Dataset excerpts>
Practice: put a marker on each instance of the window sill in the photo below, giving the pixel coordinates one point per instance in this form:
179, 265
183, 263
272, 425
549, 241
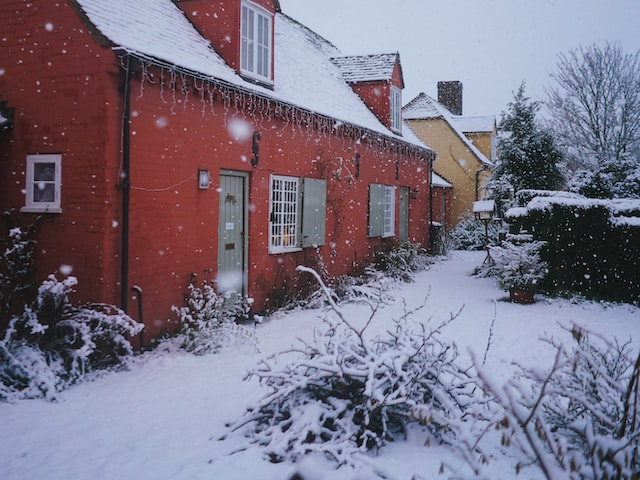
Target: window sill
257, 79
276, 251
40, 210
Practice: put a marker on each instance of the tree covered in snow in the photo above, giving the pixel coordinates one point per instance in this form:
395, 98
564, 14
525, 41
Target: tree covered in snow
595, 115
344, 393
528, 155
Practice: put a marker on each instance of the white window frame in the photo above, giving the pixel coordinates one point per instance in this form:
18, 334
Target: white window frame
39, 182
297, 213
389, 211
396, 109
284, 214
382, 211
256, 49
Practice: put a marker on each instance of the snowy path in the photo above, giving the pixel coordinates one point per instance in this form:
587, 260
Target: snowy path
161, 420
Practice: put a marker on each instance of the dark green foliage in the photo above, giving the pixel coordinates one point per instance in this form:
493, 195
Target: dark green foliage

What you need to do> Reproduce all of the data above, including the requests, with every pixel coordinate in the answers shifted by adding 74 to each number. Leave the coordinates in the format samples unchanged and omit the picture.

Answer to the problem>
Practice: put a marker on each instance of the window sill in the photo below, giving the pixel coordinates one point per instance in this form:
179, 265
183, 263
272, 425
549, 241
Target: window sill
331, 153
350, 325
114, 284
Practice: put a marker on each instance of the tree covered in snow in the photo above, giving the pixel coordinates one point per instance in this form:
395, 98
564, 14
525, 41
Target: tree covered in snow
669, 189
418, 467
602, 229
Practice: put a marker on each instance of the white window frame in the photo above, giving the pixel coordinates one point per instance in this form:
18, 334
Target: white window frame
113, 256
371, 287
463, 285
470, 183
358, 288
456, 285
330, 123
Practice: put a marker on each instance of the snowy path in the photo above, giving the pixel coordinates one point per instance in this form:
587, 260
Target: snowy path
235, 494
Practice: put a marker on each instance of the dark green foliage in the photo above, giving the pixel coordinates one point per instance in this form:
493, 195
Target: dark green foliage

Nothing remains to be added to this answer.